# Document section:
# what’s the story behind your LOTR name??



## husborne (Jul 28, 2005)

I have always wondered why people choose the names they do....whats the story behind your LOTR/Tolkien inspired name??




Mine's simple really ( yes, probibly a bit like me) its part of the village name of where i lived when I lived in England.

Not very Tolkien I know




husborne.
www.own-middle-earth-newzealand.com


----------



## baragund (Jul 28, 2005)

For me it was several things. First, I chose a Mannish character because my RL personality best fits that personality profile. I picked a "bit part" player in the mythology because taking the name of a leading character like, say, Beren or Aragorn struck me as presumptuous. Finally, I just love the story of Barahir and his heroic, desperate band of 12 companions who bedeviled the forces of evil who were occupying their homeland.

# Brief 1:
In the LOTR name thread, what is husborne's username taken from?
# Brief 2:
Please resume the LOTR name thread, carrying on from its last sentence.
The rows are separate from the LOTR name thread.

# Supplied material:
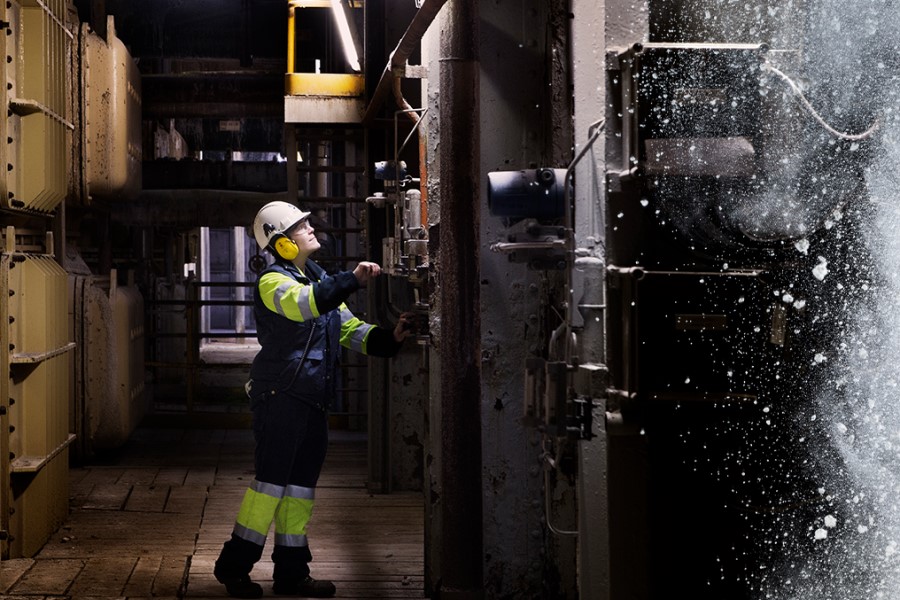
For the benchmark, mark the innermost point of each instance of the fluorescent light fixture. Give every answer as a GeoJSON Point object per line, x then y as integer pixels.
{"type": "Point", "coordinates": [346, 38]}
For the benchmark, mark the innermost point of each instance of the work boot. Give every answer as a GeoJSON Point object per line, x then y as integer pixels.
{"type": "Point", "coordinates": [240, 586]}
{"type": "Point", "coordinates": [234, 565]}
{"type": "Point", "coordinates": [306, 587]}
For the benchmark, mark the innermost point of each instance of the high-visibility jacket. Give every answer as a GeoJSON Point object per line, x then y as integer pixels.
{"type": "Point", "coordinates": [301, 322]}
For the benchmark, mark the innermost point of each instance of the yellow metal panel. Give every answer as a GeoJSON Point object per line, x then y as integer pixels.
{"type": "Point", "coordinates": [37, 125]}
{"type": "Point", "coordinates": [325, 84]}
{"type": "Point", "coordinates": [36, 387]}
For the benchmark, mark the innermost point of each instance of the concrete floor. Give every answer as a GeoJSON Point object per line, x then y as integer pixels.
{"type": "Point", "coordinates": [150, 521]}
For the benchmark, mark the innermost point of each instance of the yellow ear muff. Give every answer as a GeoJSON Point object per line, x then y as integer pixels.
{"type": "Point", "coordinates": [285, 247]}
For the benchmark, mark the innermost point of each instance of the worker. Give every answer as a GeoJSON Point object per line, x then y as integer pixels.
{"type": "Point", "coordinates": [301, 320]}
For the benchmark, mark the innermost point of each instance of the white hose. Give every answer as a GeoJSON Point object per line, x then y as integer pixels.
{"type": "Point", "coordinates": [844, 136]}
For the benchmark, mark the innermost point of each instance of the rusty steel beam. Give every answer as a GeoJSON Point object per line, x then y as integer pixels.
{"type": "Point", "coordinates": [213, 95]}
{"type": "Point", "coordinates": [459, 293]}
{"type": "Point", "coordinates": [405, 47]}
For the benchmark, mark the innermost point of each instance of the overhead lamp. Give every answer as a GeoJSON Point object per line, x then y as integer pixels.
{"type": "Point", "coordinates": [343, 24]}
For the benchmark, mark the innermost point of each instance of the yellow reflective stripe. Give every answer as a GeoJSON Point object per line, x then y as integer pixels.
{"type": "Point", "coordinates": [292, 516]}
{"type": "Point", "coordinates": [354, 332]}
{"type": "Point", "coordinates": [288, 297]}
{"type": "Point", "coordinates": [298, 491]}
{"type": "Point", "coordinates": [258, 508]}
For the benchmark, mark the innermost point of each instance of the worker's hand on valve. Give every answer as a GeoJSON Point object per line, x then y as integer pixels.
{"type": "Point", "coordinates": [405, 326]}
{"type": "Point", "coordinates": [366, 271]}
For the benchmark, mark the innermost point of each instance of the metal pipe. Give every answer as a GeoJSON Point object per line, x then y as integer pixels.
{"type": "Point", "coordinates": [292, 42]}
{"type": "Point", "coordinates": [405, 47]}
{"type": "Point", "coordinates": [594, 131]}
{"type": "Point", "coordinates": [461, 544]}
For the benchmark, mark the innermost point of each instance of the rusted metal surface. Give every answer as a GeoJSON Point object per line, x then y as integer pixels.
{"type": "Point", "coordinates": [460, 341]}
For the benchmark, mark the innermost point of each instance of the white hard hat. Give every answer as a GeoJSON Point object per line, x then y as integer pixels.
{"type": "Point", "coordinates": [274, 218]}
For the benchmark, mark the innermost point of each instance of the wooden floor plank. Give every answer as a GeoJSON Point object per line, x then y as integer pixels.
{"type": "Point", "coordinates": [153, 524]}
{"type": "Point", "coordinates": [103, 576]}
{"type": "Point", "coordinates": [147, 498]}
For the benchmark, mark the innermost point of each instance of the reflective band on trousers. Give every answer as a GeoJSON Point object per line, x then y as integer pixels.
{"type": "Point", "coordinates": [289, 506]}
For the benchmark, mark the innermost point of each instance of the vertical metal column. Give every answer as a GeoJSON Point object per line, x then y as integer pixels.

# Exercise answer 1:
It is part of the name of the village where husborne lived in England.

# Exercise answer 2:
----------



## Haldatyaro (Jul 29, 2005)

*shhh!*

It's a _secret_...


----------



## Shireman D (Jul 29, 2005)

Didn't we have this thread here very recently? I'll write the same thing again anyway - I have a _d _in my name, am male and live in a shire (though not perhaps _the_ Shire). Simple enough for me to manage ...


----------



## Manwe (Aug 5, 2005)

I just looked in the Silmarillion and found this name!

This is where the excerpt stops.